**What the task asks**
Reproduce everything from the line containing "Where can the sky" down to the end of the listing, replacing "stone building" with "stone house" and changing nothing else. Leave the pictures out.

[Location labeling listing]
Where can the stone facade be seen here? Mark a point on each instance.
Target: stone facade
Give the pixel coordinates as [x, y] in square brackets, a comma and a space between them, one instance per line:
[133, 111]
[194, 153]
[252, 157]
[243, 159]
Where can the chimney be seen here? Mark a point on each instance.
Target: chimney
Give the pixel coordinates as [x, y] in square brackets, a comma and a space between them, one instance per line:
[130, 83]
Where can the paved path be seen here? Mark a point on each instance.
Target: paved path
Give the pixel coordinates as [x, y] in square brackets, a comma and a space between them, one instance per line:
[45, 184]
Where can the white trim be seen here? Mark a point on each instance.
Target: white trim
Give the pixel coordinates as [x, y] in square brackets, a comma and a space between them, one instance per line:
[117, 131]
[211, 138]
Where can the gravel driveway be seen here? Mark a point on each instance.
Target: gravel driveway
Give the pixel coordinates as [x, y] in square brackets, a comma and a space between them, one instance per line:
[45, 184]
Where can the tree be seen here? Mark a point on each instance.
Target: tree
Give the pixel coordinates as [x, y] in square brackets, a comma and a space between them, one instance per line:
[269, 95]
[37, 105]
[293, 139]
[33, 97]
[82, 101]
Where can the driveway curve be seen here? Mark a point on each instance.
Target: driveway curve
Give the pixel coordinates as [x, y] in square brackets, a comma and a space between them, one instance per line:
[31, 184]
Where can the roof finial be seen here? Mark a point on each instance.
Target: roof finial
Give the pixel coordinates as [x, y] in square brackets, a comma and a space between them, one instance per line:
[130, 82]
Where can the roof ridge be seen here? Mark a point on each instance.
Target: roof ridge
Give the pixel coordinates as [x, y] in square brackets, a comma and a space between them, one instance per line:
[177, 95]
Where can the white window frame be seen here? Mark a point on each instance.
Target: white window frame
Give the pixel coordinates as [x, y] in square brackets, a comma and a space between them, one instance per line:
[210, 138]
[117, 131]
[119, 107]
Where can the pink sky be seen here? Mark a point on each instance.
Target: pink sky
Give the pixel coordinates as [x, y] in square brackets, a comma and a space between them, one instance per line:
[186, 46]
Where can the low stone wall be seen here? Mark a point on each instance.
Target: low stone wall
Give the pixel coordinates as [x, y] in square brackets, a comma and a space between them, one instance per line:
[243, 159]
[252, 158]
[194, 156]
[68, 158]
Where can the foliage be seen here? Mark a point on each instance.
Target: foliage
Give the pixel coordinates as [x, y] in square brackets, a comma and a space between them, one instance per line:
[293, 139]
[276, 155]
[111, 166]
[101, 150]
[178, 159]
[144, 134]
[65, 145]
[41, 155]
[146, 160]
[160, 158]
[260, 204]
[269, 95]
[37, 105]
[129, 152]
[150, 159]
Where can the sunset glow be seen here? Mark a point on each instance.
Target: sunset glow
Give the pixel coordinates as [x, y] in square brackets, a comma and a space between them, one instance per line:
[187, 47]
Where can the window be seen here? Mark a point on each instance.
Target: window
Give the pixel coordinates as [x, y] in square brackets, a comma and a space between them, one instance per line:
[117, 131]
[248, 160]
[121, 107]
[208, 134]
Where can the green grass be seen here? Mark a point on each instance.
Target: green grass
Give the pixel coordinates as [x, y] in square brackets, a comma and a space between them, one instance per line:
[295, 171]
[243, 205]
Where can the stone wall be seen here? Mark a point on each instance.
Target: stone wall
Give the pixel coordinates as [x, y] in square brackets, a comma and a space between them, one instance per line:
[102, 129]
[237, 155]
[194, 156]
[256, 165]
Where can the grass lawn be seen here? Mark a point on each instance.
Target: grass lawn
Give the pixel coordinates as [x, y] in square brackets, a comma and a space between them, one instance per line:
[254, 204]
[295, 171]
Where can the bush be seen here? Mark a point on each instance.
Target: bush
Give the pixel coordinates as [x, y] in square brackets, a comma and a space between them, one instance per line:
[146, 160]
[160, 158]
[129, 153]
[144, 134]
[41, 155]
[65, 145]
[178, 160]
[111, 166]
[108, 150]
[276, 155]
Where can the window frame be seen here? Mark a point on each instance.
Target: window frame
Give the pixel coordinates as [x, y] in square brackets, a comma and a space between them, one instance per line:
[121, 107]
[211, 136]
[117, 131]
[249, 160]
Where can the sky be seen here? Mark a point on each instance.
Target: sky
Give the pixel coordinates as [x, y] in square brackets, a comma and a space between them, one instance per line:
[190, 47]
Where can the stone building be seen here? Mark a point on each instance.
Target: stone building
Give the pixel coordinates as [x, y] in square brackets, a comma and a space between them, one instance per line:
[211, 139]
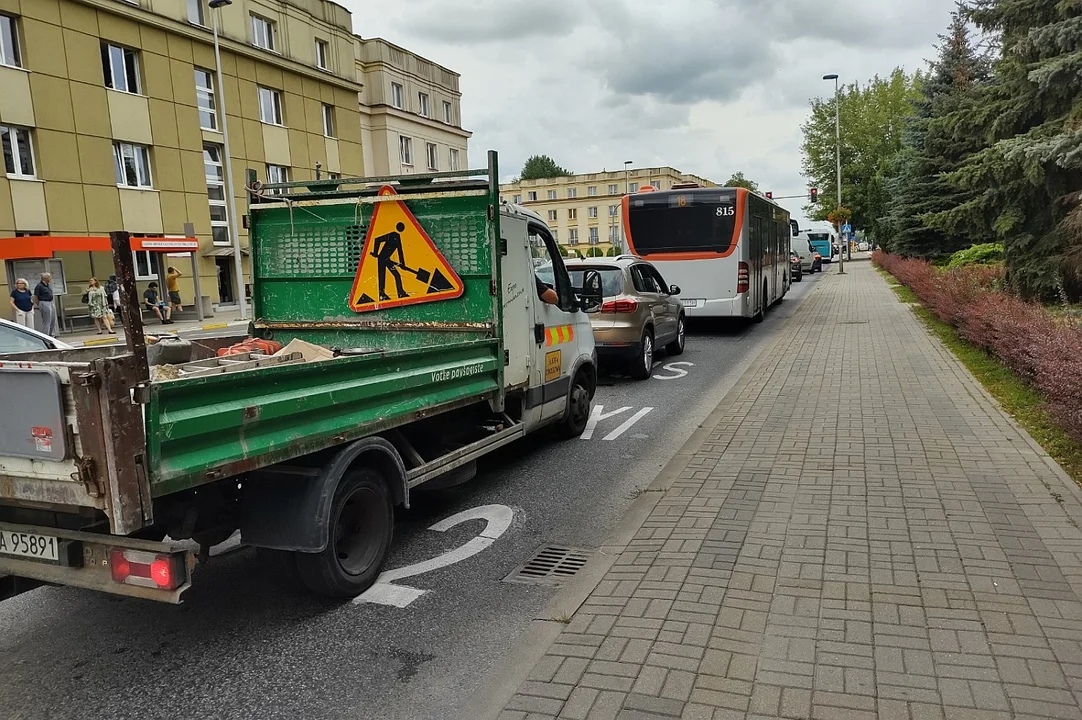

**Written response**
Where can the sky be seen here? Mark a point on each instance.
Target: sky
Give the pixel coordinates as [x, y] in square brackets, a comma and a space between them, one instance per line:
[190, 47]
Where can the stone house be seen here? Mark a point on each instance.
Target: stone house
Give the pixel coordinates as [x, y] in square brackets, a comma and a space between them, one instance per line:
[211, 139]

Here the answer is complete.